## Written exercise
Could you turn the stretch below from the line containing "of the tree" through the line containing "(1260, 165)" into a Markdown table with the columns No. and Text, numbering each line and leaving out any blank ones?
□ □ □
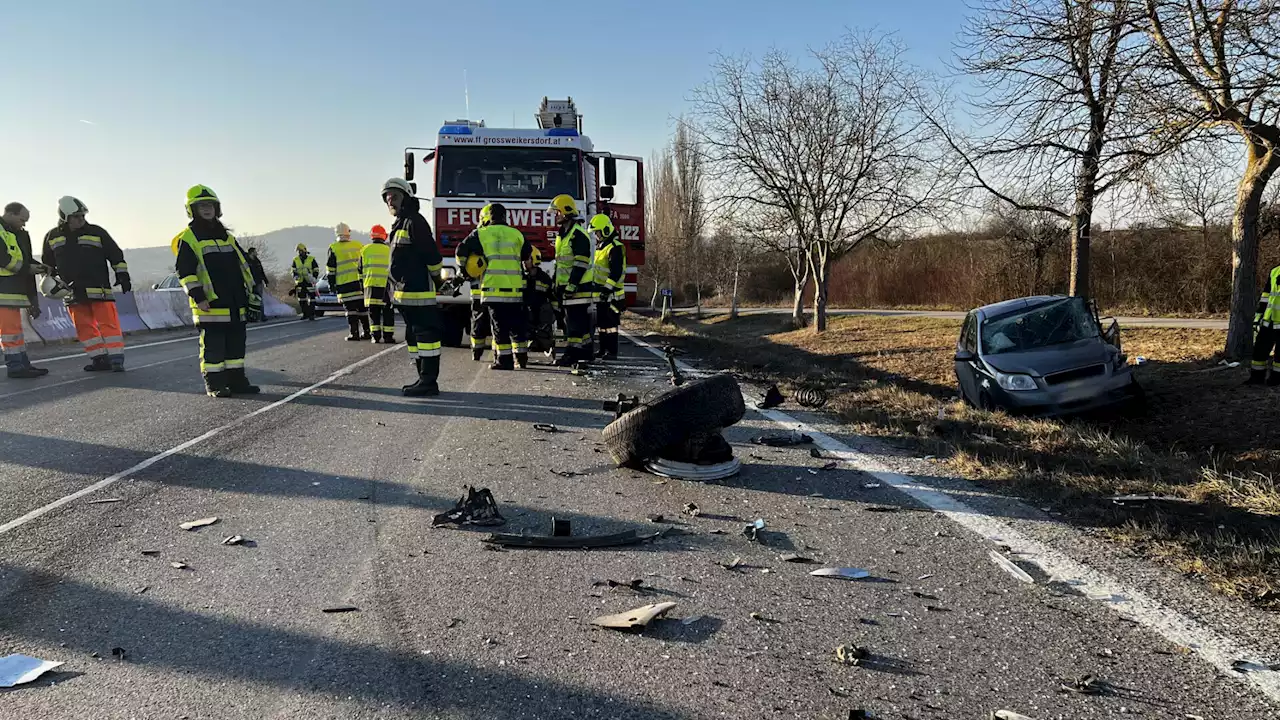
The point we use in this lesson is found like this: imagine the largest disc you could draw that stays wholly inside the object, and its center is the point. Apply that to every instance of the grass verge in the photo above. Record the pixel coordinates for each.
(1205, 438)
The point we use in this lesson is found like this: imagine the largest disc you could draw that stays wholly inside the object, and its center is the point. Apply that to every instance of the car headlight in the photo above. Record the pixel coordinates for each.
(1014, 382)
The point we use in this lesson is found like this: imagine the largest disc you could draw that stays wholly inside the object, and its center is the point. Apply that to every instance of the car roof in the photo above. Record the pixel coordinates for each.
(1016, 304)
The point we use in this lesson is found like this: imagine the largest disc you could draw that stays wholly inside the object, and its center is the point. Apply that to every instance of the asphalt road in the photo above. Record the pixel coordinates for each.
(333, 478)
(1191, 323)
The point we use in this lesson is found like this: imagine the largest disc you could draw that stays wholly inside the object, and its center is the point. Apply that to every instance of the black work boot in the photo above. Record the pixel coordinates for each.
(238, 383)
(428, 373)
(215, 386)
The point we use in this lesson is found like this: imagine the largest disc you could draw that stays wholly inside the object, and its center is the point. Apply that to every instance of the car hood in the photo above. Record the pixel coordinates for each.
(1052, 359)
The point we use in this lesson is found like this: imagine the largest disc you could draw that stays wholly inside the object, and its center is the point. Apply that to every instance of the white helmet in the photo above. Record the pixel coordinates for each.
(398, 183)
(54, 287)
(68, 205)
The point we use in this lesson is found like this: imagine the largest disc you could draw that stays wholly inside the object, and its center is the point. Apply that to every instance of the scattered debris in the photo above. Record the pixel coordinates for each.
(850, 655)
(629, 537)
(638, 618)
(841, 573)
(475, 507)
(794, 557)
(21, 669)
(201, 523)
(782, 440)
(810, 397)
(772, 397)
(1009, 566)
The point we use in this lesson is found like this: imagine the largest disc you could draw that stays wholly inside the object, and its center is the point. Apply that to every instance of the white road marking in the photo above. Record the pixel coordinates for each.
(105, 482)
(127, 347)
(132, 369)
(1217, 650)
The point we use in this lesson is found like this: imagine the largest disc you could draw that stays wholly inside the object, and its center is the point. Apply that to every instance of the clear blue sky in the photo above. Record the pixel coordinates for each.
(295, 112)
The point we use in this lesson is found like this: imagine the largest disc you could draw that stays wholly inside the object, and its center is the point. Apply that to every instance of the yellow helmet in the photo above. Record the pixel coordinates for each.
(565, 205)
(602, 224)
(202, 194)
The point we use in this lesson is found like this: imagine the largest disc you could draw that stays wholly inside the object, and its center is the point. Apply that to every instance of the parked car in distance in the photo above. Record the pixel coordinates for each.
(1043, 355)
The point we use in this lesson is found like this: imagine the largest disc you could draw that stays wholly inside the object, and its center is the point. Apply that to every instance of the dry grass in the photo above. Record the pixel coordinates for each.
(1203, 438)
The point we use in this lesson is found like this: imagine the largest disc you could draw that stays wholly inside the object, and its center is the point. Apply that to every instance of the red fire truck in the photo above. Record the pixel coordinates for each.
(524, 168)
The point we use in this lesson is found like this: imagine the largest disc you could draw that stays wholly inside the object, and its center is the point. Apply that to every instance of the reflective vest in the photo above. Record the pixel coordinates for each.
(565, 264)
(608, 286)
(201, 278)
(10, 269)
(503, 279)
(305, 269)
(1269, 305)
(347, 272)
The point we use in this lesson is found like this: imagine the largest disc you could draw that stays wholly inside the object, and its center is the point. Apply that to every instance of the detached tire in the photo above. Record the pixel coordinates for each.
(700, 406)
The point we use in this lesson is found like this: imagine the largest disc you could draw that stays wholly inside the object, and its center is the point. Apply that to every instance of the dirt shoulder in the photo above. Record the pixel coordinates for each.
(1205, 438)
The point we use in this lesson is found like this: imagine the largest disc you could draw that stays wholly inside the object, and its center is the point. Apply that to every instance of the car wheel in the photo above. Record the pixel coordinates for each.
(698, 408)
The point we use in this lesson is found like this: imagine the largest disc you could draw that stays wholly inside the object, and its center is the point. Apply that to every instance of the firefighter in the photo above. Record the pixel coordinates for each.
(80, 254)
(415, 277)
(375, 263)
(214, 270)
(343, 278)
(502, 283)
(306, 270)
(17, 291)
(574, 282)
(609, 272)
(1266, 343)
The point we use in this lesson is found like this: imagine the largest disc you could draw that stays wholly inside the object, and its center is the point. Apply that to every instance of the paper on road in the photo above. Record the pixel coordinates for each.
(19, 669)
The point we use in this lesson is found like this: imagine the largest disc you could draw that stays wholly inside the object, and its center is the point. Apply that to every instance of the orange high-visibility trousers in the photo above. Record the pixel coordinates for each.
(97, 327)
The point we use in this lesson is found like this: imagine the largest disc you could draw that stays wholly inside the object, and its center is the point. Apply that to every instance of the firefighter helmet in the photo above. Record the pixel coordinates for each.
(204, 194)
(602, 224)
(565, 205)
(54, 287)
(68, 205)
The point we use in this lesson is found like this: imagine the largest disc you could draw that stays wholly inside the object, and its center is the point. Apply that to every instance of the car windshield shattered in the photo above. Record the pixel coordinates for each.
(1052, 323)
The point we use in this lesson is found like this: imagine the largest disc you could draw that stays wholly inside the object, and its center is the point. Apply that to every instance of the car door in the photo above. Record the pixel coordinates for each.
(967, 376)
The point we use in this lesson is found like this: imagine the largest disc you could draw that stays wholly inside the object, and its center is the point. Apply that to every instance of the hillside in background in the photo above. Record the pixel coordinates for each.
(151, 264)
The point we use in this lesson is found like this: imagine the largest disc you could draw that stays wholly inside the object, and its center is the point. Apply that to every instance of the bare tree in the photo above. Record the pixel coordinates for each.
(1225, 58)
(839, 149)
(1057, 100)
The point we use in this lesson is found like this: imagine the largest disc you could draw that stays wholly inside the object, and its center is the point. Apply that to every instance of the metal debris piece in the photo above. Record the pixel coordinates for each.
(632, 619)
(629, 537)
(21, 669)
(782, 440)
(201, 523)
(850, 655)
(475, 507)
(772, 397)
(841, 573)
(1009, 566)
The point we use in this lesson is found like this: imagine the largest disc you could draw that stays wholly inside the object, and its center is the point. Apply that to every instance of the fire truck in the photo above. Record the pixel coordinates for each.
(524, 168)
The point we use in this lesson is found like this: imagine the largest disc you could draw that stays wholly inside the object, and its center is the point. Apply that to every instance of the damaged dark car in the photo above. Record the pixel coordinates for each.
(1043, 356)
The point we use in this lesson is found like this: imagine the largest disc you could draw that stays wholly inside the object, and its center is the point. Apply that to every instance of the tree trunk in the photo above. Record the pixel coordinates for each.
(1260, 165)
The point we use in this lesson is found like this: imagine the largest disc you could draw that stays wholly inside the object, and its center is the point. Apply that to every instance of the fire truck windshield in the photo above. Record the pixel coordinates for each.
(538, 173)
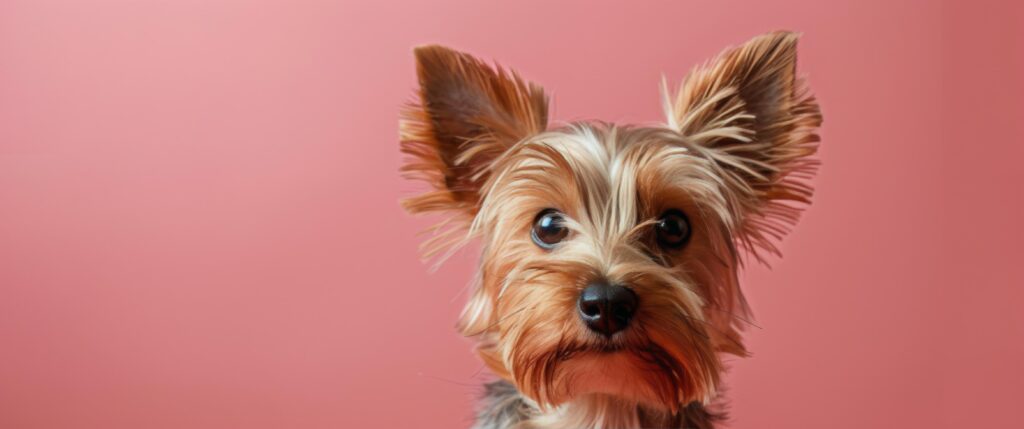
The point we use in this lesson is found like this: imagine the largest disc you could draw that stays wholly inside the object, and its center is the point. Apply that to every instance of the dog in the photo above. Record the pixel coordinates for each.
(607, 290)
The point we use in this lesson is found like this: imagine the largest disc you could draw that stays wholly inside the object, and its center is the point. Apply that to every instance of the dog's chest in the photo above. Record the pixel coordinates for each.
(503, 406)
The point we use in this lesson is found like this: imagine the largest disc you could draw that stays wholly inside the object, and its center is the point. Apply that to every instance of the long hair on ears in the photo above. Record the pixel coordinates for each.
(466, 116)
(748, 110)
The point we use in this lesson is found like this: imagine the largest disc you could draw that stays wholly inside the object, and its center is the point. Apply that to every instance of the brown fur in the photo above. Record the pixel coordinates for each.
(734, 156)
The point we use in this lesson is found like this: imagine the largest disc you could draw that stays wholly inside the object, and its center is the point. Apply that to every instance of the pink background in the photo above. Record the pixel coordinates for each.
(199, 218)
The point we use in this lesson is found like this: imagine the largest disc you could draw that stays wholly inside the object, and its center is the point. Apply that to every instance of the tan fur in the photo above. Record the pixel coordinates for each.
(733, 157)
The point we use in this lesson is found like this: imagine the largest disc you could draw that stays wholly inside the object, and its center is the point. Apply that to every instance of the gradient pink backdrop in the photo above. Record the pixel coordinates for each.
(199, 218)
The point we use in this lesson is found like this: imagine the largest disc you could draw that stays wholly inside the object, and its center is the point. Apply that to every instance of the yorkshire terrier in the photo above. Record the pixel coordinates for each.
(607, 290)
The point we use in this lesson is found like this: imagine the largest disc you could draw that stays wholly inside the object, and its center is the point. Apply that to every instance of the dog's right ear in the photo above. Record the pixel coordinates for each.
(467, 115)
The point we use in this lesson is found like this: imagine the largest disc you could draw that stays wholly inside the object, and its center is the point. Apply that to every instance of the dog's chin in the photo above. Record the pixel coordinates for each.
(623, 374)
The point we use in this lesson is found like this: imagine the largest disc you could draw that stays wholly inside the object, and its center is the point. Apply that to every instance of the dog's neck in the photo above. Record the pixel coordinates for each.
(504, 408)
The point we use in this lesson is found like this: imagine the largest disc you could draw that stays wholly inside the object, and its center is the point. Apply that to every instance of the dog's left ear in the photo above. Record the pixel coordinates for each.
(751, 113)
(467, 115)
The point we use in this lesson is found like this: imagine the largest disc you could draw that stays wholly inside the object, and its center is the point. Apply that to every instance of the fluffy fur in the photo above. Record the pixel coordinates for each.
(734, 155)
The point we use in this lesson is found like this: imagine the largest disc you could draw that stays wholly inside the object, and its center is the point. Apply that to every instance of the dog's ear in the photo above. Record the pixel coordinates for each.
(751, 113)
(467, 115)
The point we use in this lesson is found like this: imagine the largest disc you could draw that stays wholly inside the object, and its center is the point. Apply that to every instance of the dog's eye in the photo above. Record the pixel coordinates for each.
(673, 229)
(549, 228)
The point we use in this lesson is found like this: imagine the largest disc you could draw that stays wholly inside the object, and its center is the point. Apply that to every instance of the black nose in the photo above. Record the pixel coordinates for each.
(607, 308)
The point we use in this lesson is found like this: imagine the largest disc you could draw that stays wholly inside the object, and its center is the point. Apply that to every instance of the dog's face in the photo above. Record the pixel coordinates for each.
(610, 252)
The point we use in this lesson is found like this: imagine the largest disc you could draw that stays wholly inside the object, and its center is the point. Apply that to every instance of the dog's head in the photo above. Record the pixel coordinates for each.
(610, 253)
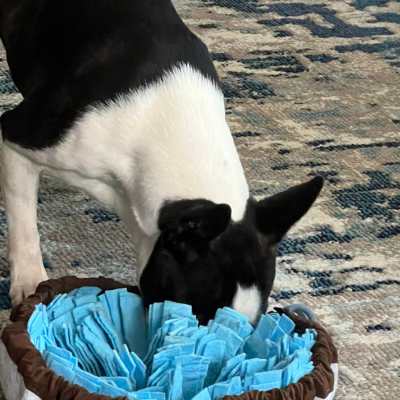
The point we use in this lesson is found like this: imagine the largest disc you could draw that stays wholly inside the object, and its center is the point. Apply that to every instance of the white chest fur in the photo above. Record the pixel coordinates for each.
(164, 142)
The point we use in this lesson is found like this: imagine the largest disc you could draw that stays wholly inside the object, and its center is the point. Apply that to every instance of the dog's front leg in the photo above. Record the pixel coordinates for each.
(20, 183)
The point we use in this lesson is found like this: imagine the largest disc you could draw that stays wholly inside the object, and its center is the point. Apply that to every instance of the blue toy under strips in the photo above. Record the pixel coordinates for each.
(106, 343)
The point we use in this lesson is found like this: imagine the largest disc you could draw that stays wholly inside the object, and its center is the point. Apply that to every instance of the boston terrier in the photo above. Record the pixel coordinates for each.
(121, 100)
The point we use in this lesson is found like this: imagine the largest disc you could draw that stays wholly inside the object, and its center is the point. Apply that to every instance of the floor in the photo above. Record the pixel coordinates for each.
(312, 88)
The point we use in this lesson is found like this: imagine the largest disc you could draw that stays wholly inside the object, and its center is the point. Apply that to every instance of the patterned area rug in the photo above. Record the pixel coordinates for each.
□ □ □
## Response for this exercise
| No. | Text |
|---|---|
| 1 | The point we use in this lesson is found like this: imagine the largest disc you could draw that stays wholly inside the object, and its center is the point. Apply that to every instance of the tree trunk in the photo above. Record the pixel coordinates for each. |
| 2 | (1260, 165) |